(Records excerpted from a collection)
++++++++++++++++++++

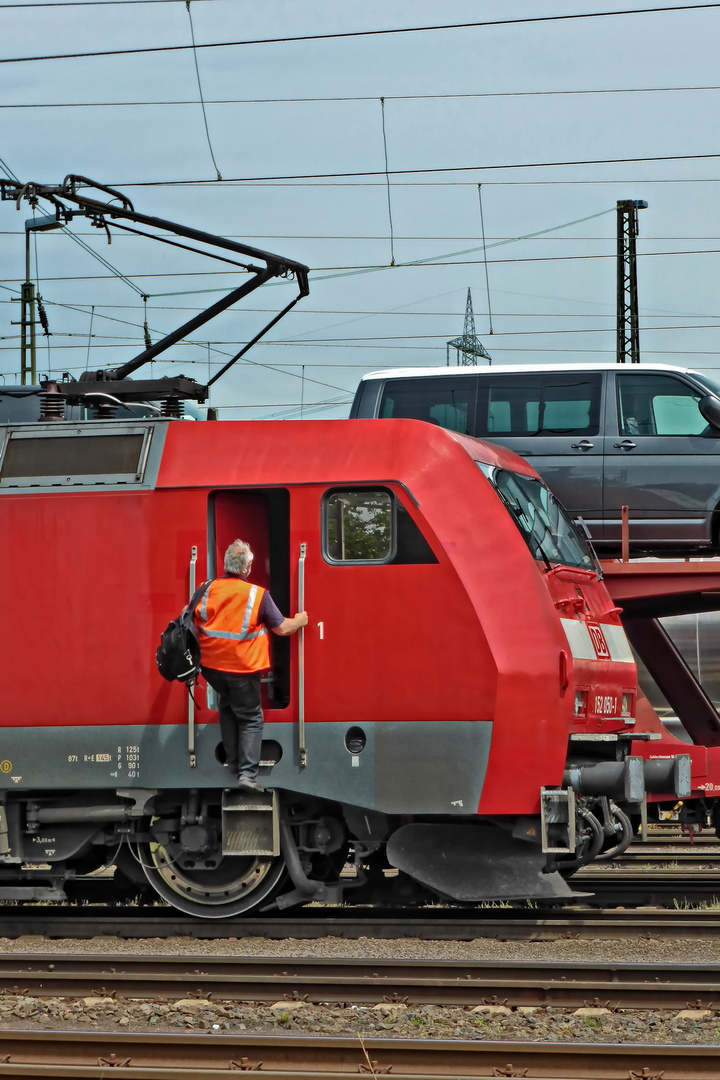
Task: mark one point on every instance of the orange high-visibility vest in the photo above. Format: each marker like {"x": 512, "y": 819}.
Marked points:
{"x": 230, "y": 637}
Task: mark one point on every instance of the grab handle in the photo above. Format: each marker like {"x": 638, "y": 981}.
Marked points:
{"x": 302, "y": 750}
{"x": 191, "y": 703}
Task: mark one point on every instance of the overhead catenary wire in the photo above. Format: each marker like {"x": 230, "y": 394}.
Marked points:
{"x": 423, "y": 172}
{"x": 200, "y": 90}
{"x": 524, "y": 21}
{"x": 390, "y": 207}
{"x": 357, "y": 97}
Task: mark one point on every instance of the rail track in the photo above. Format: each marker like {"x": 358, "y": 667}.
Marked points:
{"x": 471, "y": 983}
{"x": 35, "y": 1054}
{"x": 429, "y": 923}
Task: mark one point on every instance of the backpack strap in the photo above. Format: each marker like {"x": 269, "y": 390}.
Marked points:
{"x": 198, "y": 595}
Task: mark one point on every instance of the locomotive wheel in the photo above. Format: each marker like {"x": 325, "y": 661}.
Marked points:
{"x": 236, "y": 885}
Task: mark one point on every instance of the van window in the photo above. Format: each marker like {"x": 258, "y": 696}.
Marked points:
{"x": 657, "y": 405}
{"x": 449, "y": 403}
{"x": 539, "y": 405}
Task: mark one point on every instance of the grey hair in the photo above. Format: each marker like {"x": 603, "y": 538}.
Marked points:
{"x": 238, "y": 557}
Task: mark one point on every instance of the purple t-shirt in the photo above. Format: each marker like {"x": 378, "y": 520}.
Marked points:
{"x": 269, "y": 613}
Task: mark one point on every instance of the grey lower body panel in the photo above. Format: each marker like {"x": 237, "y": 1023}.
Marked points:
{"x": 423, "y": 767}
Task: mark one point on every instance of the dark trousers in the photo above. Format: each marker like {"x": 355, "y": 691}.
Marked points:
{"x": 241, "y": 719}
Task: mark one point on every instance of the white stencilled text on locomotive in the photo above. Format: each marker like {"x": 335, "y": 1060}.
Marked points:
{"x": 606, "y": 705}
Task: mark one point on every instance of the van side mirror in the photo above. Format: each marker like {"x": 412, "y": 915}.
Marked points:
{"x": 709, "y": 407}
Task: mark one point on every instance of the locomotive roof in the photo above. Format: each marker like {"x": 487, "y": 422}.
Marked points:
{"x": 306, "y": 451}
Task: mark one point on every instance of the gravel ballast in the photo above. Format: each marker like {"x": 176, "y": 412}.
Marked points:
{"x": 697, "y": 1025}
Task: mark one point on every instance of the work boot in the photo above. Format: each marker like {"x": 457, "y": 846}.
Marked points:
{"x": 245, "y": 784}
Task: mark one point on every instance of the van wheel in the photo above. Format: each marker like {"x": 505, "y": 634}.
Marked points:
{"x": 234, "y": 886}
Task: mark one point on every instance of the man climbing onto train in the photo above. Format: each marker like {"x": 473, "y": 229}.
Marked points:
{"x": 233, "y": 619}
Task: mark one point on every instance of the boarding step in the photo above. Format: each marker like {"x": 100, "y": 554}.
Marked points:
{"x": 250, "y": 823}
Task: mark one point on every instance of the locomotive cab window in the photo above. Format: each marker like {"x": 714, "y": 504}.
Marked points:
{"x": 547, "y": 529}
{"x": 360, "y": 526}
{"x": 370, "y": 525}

++++++++++++++++++++

* **Work task**: What belongs in the answer is each line above, reproduced exactly, and no picture.

* **Exercise response**:
Task: mark one point on every instance of the orange high-visibility vest in the photo above. Format: each marker like {"x": 512, "y": 819}.
Marked points:
{"x": 230, "y": 637}
Task: mark one point on every instance of the grab handle in the photo above. Format: each marker like {"x": 638, "y": 981}.
Marked points:
{"x": 302, "y": 750}
{"x": 191, "y": 703}
Task: mark one point on every instance of the overhead catenary wire in the photo above. Format: each marker like {"x": 230, "y": 394}.
Marked points:
{"x": 423, "y": 172}
{"x": 200, "y": 90}
{"x": 524, "y": 21}
{"x": 390, "y": 207}
{"x": 357, "y": 97}
Task: mark one point on every instance of the rail track in the photo above. Format: each marker like {"x": 358, "y": 667}.
Marked points:
{"x": 471, "y": 983}
{"x": 35, "y": 1054}
{"x": 429, "y": 923}
Task: mark one point on every instance of the backpack strap in the photo above. Format: each marker like {"x": 269, "y": 390}.
Marked points:
{"x": 198, "y": 595}
Task: mark one point on every instance of the locomotive wheel in the photo above. Format: each marker like {"x": 325, "y": 661}.
Marked points:
{"x": 236, "y": 885}
Task: mark one point on every instance of the van window in the photo above. Format: each marker like {"x": 258, "y": 696}.
Marked points:
{"x": 657, "y": 405}
{"x": 449, "y": 403}
{"x": 539, "y": 405}
Task: mark one point on every instance of the grey hair in the photo above. Format: each marker like {"x": 603, "y": 538}.
Marked points:
{"x": 238, "y": 557}
Task: mark one point on every instance of the purple t-shirt in the photo above. Format: each marker like {"x": 378, "y": 520}.
Marked points:
{"x": 269, "y": 613}
Task: mark one point on every instance of the grey lower body panel in the photo above. Format: each marker like {"x": 237, "y": 1023}.
Marked points:
{"x": 423, "y": 767}
Task: mark one point on every instance of the dark trousers in the photo above. Format: each marker like {"x": 355, "y": 691}.
Marked points:
{"x": 241, "y": 719}
Task: mark one point on every instance of the white stencilled text on locomotive in the photo above. Format: each marker like {"x": 335, "y": 1060}.
Marked points:
{"x": 606, "y": 705}
Task: mark one point on every instance of the van side mirror in the photo above. Format: each marker like {"x": 412, "y": 915}.
Marked points:
{"x": 709, "y": 407}
Task: mark one point on every instance of the locomotive roof in the photo above. Format: each marker like {"x": 487, "y": 422}.
Marked points:
{"x": 306, "y": 451}
Task: mark one point on every instance of the gravel ballast in the photo above. Format: each marker like {"x": 176, "y": 412}.
Marked points:
{"x": 697, "y": 1025}
Task: mark one point on every instance of the work boot in the photo above. Format: each marker like {"x": 457, "y": 846}.
Marked points:
{"x": 245, "y": 784}
Task: mark one point on every instance of the van wheel in the photo above. Format: each marker like {"x": 505, "y": 634}.
Marked points:
{"x": 234, "y": 886}
Task: mark one point on every instance of the man climbing onto train in the photo above. Format: each marker like {"x": 473, "y": 229}.
Marked points:
{"x": 233, "y": 619}
Task: mark one point on every instance of the boarding step in the photo above. Format: each marker like {"x": 100, "y": 554}.
Marked points:
{"x": 250, "y": 823}
Task: mark one point on every instance of the locomotive cab window in the photo above. Format: each marker like {"x": 714, "y": 504}.
Marked points:
{"x": 547, "y": 529}
{"x": 360, "y": 526}
{"x": 370, "y": 525}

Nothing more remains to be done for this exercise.